---------- DATA PROVIDED

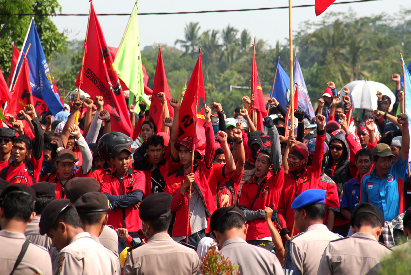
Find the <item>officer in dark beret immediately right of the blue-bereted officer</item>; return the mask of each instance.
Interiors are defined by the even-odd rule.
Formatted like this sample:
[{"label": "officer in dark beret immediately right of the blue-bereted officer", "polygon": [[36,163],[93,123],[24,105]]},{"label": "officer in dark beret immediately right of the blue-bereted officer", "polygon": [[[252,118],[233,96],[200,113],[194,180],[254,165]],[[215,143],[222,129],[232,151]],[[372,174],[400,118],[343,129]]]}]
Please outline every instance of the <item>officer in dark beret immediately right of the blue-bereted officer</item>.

--------------------

## ACTIVITY
Transcribe exactly, starting at the line with "Interiors are defined by the even-odd rule." and continuing through the last line of the data above; leave out all earlier lines.

## ANSWER TO THE EXERCISE
Interiors are defined by the even-odd rule.
Formatted like this sample:
[{"label": "officer in dark beret immediately right of the blue-bereted officer", "polygon": [[36,163],[93,123],[24,105]]},{"label": "officer in dark beret immediately right of the blue-bereted officer", "polygon": [[[252,118],[233,96],[200,113],[194,180],[254,165]],[[215,143],[222,129],[232,151]],[[372,174],[400,118],[343,129]]]}]
Please outline every instance of the <item>officer in dark beret immediately right of the blue-bereted officer</item>.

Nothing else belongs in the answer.